Excerpts from location labeling data
----
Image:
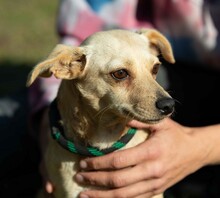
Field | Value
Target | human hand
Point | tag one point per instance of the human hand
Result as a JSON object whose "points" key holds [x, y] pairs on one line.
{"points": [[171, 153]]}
----
● GIVEN EXERCISE: Copy out the listing above line for line, without any changes, and leave the pictures out of your copy.

● EXPECTED OUTPUT:
Image:
Field | Value
Target | human hand
Point | tag one point per instance of the human hand
Result as a JSON object whose "points" key holds [x, y] pairs on one line.
{"points": [[171, 153]]}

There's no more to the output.